§ EXTRACT TO READ
○ ○ ○ ○

# Gorgeous!!!



## LarLar (Feb 22, 2015)

This is one of the prettiest doilies I have ever seen.
Click on each picture to view them larger. The person that designed this is amazingly talented.

*http://megan.cc/Swan/*


----------



## DHobbit (Jan 11, 2014)




----------



## Mitzi (May 8, 2011)

My mother did beautiful crochet work. She made this doily and so many other beautiful things. Unfortunately my 3 sisters and I have almost nothing of what she made.


----------



## LarLar (Feb 22, 2015)

I like the little crocheted swans on it. They are so adorable.


----------



## bettyirene (Apr 5, 2012)

My "late" sister made this swan doily many times.


----------



## kiwiannie (Jul 30, 2011)

Beautiful,thanks for posting.


----------



## Katsch (Mar 15, 2011)

That is gorgeous!


----------



## run4fittness (May 22, 2011)

Thanks for sharing.


----------



## NanaMc (Sep 22, 2014)

It is very pretty.


----------



## debsu (Jul 26, 2011)

Thank you for sharing this beautiful pattern! It is now in my to-do stack!


----------



## 13068 (Mar 23, 2011)

Indeed.


----------



## Mags1956 (Sep 15, 2012)

Thank you for sharing.


----------



## mathwizard (Feb 24, 2011)

Thank you for the link!


----------



## yona (Feb 7, 2011)

What pretty swans... enjoyed seeing this.


----------



## dragonswing (Feb 18, 2014)

I have a similiar pattern that I have been meaning to get around to making.


----------



## Noreen (Mar 30, 2011)

thanks for the link, the swans are beautiful


----------



## Ann Heistad (Jan 18, 2012)

That is a stunning doily and looks quite challenging to make. Would love to try this.


----------



## machriste (Jan 26, 2011)

Never have seen anything like them! Absolutely beautiful!!!


----------



## Bambagirl (Mar 14, 2015)

That is the sort of handmade item that would be a very beautiful and much appreciated gift. I've copied the link. Don't know if I'll ever be good enough at crochet to make this but it's gorgeous!


----------



## curlyq (Apr 26, 2013)

How unique, and beautiful!


----------



## tat'sgran (Dec 13, 2011)

Amazing work..brings tears to my eyes as I remember the beautiful ones my late mother made.. thank goodness I have a stash of them in my possession.. xo ws


----------



## diobsession (Jun 29, 2011)

Thank you for sharing. Although I don't usually like doileys I looked anyway and I am soi happy that I did. I found a beautiful butterfly to make and the Mittedbaby sweater is very interesting.


----------



## imashelefrat (May 16, 2013)

Thank you so much for a treasure of patterns to look at and perhaps to make.


----------



## BobzMum (Nov 10, 2012)

:thumbup: :thumbup:


----------

○ ○ ○ ○

§ ENTRIES SHOWN
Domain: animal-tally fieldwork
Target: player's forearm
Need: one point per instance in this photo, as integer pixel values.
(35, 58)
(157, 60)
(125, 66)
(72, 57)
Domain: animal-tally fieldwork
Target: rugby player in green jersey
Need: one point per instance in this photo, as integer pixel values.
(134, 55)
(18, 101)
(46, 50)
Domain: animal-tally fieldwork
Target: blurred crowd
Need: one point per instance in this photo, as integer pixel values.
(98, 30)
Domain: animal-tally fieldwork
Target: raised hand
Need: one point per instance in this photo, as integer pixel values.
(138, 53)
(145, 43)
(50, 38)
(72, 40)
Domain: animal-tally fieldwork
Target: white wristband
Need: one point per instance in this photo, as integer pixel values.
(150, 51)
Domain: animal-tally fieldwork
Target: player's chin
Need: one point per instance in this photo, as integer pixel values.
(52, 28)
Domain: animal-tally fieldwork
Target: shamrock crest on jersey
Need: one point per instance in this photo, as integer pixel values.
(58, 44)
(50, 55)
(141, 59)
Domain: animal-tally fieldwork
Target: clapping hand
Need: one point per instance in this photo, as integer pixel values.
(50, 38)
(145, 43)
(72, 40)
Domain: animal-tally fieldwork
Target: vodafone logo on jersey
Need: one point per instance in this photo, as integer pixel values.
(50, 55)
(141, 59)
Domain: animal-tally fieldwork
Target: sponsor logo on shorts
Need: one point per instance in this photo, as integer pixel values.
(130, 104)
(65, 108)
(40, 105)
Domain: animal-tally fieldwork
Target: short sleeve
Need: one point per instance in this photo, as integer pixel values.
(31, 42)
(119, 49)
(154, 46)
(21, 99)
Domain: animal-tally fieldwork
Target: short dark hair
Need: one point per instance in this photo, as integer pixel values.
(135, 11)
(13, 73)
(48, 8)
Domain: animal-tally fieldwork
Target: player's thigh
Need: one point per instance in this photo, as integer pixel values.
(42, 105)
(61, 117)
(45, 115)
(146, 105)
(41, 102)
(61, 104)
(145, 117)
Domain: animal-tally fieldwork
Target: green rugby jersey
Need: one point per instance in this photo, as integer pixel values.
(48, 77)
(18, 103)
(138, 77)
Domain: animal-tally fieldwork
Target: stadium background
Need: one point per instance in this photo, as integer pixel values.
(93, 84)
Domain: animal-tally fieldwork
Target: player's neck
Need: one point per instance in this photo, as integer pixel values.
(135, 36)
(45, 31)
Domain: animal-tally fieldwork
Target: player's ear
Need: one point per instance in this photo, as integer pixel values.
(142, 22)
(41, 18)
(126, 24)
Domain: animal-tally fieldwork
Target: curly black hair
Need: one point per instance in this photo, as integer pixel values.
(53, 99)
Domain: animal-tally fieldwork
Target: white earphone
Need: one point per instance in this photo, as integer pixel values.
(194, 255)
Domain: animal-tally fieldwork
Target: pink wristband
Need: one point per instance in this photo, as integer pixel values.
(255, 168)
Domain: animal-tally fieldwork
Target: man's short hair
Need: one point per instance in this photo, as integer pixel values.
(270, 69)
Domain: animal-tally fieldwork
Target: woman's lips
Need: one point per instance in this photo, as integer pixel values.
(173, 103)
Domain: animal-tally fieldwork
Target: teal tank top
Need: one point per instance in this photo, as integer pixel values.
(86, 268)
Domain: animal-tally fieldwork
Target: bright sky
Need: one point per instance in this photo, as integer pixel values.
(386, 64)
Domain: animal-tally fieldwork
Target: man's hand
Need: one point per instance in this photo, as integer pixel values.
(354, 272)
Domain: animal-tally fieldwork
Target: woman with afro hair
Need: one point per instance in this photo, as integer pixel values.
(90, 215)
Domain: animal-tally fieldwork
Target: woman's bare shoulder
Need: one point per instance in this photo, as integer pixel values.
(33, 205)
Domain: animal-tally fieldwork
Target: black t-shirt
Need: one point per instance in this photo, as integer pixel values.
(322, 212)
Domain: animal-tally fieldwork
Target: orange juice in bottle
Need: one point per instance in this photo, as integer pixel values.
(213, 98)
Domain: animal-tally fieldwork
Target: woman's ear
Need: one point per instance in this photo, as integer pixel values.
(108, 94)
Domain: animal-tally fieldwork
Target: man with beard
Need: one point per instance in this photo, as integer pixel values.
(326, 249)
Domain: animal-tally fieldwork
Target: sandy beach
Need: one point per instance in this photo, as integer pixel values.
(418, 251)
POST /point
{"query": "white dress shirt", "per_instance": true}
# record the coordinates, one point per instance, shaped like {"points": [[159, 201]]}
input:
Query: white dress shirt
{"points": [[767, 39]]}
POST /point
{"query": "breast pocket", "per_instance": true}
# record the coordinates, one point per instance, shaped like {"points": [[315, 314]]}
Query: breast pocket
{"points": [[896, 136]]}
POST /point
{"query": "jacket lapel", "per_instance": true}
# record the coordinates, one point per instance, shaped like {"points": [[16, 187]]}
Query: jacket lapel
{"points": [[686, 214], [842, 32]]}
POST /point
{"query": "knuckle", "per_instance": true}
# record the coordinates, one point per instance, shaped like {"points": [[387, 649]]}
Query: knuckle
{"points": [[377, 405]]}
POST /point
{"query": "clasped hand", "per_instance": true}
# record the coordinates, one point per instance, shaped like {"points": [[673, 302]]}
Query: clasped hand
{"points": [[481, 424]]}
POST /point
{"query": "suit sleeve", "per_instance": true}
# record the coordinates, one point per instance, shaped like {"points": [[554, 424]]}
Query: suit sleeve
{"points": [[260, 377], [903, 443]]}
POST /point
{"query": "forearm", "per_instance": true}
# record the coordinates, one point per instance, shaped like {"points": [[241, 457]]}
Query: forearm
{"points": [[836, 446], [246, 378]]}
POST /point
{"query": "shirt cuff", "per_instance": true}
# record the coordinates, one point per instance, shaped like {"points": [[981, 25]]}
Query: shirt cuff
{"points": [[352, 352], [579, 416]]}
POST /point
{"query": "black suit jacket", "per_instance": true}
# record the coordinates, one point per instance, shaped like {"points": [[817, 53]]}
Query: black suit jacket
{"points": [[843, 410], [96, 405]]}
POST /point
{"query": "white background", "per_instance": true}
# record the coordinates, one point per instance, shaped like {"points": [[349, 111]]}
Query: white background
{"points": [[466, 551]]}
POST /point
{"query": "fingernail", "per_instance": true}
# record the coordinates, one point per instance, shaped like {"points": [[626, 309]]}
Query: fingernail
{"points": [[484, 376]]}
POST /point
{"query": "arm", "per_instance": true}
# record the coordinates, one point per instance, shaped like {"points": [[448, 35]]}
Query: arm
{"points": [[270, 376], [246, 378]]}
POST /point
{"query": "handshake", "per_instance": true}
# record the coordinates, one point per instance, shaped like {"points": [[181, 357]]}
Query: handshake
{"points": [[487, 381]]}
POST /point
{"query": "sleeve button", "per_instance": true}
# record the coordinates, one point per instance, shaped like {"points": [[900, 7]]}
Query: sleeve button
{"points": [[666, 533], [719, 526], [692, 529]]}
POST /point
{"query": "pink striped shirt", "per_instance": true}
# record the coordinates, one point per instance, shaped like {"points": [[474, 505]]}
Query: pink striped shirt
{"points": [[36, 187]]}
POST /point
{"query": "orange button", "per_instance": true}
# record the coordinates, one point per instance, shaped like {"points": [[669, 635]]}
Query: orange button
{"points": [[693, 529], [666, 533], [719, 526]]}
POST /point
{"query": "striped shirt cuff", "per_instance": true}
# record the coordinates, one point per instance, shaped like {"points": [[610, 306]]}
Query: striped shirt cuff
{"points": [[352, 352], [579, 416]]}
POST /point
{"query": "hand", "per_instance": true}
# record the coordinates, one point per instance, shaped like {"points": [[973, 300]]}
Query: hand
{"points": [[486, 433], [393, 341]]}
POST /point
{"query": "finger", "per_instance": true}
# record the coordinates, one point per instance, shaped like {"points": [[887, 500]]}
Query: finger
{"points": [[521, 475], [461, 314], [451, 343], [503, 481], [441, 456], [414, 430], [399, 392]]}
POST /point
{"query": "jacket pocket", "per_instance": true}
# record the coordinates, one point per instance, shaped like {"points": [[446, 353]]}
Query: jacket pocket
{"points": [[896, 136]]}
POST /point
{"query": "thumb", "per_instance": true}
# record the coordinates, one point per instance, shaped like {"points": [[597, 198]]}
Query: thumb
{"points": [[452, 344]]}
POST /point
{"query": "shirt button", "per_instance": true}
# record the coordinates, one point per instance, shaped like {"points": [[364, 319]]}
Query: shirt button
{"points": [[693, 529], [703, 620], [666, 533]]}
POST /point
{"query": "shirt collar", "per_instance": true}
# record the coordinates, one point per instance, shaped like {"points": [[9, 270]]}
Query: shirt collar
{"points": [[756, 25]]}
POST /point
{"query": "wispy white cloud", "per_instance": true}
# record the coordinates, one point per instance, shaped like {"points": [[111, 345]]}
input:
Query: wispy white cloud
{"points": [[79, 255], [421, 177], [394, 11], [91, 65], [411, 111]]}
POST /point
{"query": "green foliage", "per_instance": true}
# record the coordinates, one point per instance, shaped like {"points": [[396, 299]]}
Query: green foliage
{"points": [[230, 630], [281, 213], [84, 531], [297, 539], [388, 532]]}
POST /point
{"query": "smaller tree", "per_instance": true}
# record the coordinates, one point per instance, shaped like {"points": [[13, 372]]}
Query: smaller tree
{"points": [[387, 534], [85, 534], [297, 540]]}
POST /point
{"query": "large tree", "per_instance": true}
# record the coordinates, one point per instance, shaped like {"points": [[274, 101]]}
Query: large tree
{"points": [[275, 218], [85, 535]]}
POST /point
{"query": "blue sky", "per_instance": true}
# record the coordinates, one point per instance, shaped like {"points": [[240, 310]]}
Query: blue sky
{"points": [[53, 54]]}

○ ○ ○ ○

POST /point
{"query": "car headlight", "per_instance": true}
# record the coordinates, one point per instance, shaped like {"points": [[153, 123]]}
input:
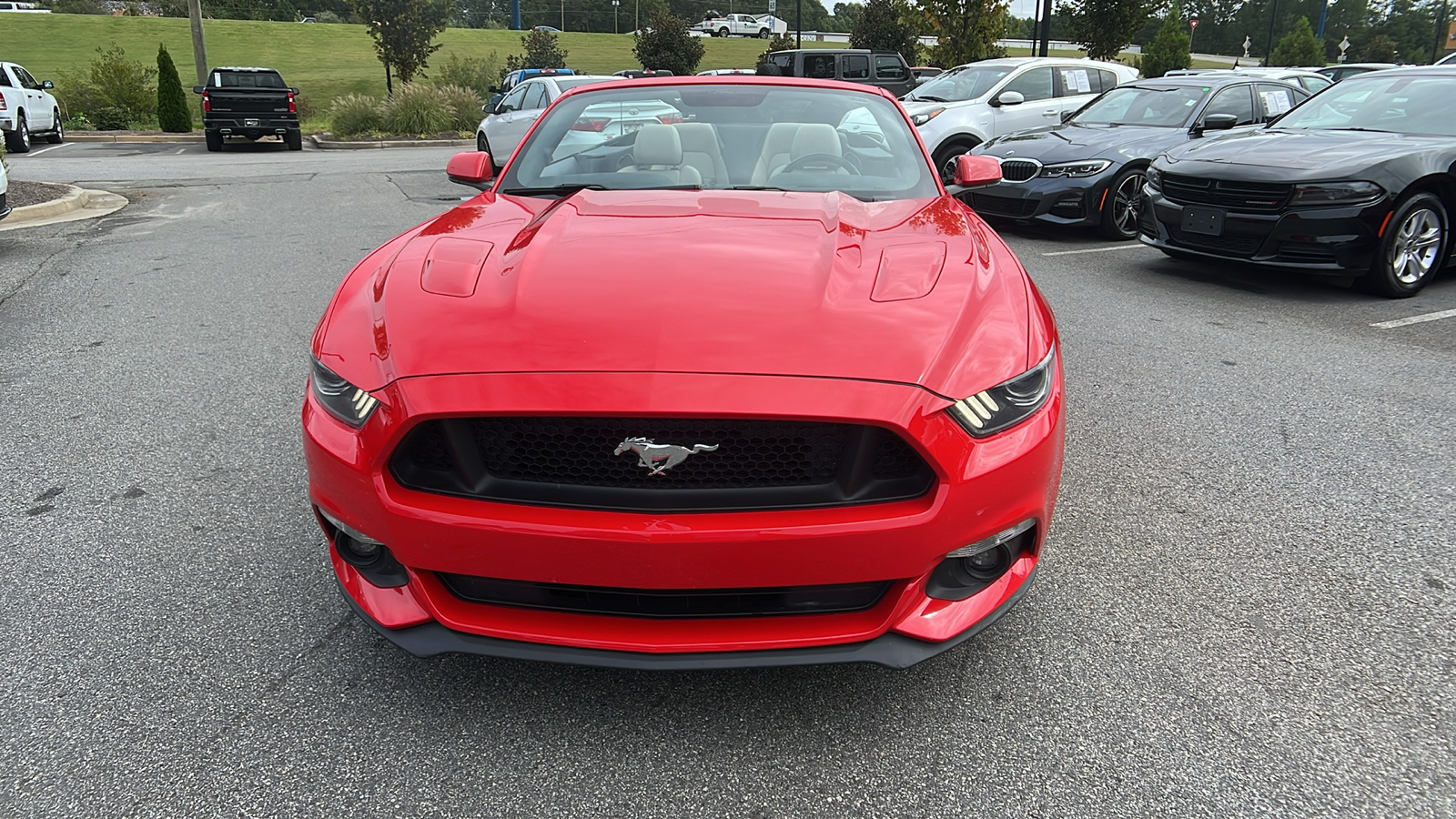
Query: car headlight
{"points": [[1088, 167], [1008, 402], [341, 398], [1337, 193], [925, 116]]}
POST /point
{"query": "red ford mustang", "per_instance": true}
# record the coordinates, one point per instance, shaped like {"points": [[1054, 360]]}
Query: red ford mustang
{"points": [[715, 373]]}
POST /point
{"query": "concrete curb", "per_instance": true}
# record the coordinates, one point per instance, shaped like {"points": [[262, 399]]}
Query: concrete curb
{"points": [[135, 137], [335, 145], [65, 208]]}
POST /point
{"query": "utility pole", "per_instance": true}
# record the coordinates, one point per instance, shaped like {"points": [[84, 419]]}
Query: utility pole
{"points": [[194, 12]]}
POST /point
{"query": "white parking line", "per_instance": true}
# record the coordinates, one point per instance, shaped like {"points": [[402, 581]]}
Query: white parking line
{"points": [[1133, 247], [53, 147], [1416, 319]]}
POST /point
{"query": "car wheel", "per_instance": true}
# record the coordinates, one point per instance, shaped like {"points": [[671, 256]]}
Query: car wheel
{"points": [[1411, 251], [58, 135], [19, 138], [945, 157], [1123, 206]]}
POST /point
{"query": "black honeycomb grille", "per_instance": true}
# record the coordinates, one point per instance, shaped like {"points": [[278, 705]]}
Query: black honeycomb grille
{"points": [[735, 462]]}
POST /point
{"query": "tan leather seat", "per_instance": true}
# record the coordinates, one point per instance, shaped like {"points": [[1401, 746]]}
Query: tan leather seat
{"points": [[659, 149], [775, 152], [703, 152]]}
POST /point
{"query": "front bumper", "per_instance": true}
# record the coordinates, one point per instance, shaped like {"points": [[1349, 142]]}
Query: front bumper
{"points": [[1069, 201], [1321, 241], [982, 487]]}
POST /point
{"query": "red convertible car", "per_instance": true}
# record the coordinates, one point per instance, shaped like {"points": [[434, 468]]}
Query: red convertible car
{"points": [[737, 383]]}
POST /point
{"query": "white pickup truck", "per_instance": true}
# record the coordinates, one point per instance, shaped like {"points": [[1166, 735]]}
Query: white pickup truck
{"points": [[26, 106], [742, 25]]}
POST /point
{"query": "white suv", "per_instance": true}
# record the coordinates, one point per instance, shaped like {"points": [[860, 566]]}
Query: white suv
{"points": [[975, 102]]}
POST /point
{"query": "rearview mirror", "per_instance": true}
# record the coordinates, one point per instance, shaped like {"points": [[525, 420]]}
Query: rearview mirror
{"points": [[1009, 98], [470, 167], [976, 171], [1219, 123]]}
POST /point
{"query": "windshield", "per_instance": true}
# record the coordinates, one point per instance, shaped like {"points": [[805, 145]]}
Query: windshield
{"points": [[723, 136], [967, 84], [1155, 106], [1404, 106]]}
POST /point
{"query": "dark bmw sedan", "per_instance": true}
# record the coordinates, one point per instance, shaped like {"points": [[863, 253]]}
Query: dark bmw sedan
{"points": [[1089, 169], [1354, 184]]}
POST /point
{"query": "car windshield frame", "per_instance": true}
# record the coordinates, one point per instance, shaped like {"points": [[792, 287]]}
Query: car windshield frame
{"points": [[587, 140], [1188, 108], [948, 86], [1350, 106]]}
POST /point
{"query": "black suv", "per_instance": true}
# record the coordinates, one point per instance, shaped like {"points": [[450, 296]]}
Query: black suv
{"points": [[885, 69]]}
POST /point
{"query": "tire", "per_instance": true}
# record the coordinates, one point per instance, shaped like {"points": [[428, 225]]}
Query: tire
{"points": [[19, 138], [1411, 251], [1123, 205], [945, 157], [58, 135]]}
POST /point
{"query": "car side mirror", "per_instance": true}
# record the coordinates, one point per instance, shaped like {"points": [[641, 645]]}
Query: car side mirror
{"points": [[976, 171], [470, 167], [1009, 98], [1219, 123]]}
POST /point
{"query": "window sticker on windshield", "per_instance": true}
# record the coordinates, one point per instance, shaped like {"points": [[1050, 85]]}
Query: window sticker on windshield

○ ○ ○ ○

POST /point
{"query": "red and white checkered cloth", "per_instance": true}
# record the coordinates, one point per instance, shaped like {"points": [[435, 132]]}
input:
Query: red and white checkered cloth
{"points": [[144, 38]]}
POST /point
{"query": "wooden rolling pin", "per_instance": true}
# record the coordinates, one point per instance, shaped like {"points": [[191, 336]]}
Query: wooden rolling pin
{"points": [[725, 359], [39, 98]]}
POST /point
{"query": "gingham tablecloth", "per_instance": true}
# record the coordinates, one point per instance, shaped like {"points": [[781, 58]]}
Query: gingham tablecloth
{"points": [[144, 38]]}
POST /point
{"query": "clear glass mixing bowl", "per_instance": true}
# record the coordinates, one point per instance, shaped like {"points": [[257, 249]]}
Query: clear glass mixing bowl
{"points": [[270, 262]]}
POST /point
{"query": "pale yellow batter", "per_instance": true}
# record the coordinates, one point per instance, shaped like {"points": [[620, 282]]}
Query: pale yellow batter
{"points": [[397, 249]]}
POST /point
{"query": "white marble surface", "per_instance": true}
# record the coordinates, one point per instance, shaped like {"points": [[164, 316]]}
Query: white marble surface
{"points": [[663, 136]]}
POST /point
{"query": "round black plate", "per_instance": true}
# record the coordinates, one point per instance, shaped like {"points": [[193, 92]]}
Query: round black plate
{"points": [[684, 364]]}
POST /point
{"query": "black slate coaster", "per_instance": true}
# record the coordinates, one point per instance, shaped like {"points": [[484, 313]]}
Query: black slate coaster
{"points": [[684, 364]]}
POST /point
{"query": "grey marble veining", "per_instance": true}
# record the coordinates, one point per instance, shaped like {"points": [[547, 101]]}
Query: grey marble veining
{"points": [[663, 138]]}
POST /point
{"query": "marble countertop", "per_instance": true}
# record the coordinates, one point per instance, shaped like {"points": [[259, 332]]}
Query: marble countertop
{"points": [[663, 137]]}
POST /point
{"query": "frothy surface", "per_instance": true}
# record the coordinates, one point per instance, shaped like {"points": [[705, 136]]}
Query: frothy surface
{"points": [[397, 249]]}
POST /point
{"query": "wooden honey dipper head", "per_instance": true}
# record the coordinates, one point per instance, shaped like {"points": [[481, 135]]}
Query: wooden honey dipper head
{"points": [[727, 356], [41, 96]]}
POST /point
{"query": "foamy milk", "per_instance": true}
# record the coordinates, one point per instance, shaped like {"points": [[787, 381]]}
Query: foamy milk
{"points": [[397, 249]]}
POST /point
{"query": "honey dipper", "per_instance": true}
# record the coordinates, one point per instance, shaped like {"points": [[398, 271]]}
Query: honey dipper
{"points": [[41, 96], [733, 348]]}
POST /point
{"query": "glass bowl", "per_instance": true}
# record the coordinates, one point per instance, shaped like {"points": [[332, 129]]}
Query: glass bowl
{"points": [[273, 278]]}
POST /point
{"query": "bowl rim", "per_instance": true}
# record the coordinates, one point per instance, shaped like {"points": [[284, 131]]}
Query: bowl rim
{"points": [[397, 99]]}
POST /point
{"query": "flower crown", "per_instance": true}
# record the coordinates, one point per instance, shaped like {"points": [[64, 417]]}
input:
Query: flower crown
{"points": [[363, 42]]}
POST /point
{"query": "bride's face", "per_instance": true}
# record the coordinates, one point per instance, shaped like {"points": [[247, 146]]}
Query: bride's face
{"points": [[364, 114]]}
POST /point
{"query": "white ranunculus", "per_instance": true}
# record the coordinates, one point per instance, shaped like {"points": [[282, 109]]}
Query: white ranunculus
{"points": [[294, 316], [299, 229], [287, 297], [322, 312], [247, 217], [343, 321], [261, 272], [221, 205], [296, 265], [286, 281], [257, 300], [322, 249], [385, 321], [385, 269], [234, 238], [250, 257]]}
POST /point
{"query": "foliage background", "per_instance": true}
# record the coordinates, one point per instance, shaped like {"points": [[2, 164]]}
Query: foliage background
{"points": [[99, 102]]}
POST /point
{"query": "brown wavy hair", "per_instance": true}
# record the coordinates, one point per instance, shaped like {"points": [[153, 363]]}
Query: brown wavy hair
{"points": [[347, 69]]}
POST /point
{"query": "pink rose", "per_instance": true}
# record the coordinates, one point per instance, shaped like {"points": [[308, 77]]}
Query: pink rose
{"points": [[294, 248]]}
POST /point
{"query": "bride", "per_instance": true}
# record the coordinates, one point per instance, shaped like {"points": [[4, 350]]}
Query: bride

○ ○ ○ ○

§ WHAT YOU NEED TO DO
- a) In the swan doily thread, repeat everything from "## Ann Heistad" down to "them! Absolutely beautiful!!!".
- b) In the swan doily thread, what did diobsession find to make?
- c) Say whether each statement agrees with the swan doily thread, and give yes or no with the deciding words quoted from it.
(i) LarLar finds the little crocheted swans adorable.
(ii) Mitzi and her sisters kept most of what their mother made.
(iii) Ann Heistad thinks the doily looks easy to make.

§ SOLUTION SET
- a)
## Ann Heistad (Jan 18, 2012)

That is a stunning doily and looks quite challenging to make. Would love to try this.


----------



## machriste (Jan 26, 2011)

Never have seen anything like them! Absolutely beautiful!!!

- b) A beautiful butterfly.

- c)
(i) Yes: "I like the little crocheted swans on it. They are so adorable."
(ii) No: "Unfortunately my 3 sisters and I have almost nothing of what she made."
(iii) No: "That is a stunning doily and looks quite challenging to make."